The idea of a neuron can now mathematically be represented with $f_w(x) = \sum\limits_{i=0}^{d_1} w_i\cdot x_i$ with $w, x\in\mathbb{R}^{d_1}, d_1\in\mathbb{N}, f: \mathbb{R}^{d_1}\rightarrow\mathbb{R}$. For now, simply assume that we somehow come up with an adequate $w$ to solve a particular classification or regression problem (finding the weights $w$ is the process of learning).
Each incoming signal (or better value in that sense) is weighted and the whole weighted incoming information is summed up. So far, the neuron is a linear transformation of $x$. To solve non-linear problems, the model must be able to represent non-linearities. Otherwise it simply performs only linear operations such as scaling or rotations. Thus, a thresholding mechanism and a shifting value (bias) is introduced. This part is called an activation. While each incoming value could be thresholded with different sigmoid functions, it is common to use the same one for all neurons. The formalisation then changes from $f_w(x) = \sum\limits_{i=0}^{d_1} \sigma_i(w_i\cdot x_i+b_i)$ to $f_w(x) = \sigma(\sum\limits_{i=0}^{d_1} (w_i\cdot x_i)+b)$. Multiple neurons in the model are simply multiple $f_w$ with different $w$ reacting to the same input $x$. So far, the formalisation of ANNs is pretty straight-forward and can be found across different literature.

**Raw records**
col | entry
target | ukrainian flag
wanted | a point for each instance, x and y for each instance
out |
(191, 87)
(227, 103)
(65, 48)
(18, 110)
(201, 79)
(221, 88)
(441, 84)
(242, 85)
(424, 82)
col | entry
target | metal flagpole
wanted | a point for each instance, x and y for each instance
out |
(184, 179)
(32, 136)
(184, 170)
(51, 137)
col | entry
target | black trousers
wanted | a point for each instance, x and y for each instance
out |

...

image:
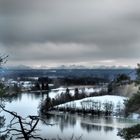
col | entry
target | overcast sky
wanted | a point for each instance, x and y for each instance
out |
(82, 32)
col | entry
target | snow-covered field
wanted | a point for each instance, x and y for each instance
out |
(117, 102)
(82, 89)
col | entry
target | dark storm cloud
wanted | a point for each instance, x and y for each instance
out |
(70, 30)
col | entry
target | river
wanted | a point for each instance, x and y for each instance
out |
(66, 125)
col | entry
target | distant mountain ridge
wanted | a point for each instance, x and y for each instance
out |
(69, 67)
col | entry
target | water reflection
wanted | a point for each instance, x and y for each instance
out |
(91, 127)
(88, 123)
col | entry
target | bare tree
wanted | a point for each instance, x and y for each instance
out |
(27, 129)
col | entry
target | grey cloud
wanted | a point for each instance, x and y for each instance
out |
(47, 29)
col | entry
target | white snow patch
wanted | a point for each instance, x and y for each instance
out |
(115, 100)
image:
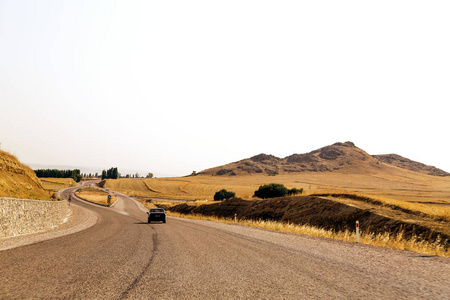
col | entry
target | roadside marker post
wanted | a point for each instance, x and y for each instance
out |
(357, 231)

...

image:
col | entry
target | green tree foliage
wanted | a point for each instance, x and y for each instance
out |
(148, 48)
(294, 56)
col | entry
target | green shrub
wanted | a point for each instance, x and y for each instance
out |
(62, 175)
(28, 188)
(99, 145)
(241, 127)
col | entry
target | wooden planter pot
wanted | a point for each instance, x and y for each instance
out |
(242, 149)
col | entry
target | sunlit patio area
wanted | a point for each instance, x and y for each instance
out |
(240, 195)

**What this exercise asks**
[1] In the neuron extract, what two things are introduced so the model can represent non-linearities?
[2] Return the part of the neuron extract between "The idea of" and "process of learning).", inclusive.
Rely only on the neuron extract, not on the entries.

**Task solutions**
[1] A thresholding mechanism and a shifting value (bias).

[2]
The idea of a neuron can now mathematically be represented with $f_w(x) = \sum\limits_{i=0}^{d_1} w_i\cdot x_i$ with $w, x\in\mathbb{R}^{d_1}, d_1\in\mathbb{N}, f: \mathbb{R}^{d_1}\rightarrow\mathbb{R}$. For now, simply assume that we somehow come up with an adequate $w$ to solve a particular classification or regression problem (finding the weights $w$ is the process of learning).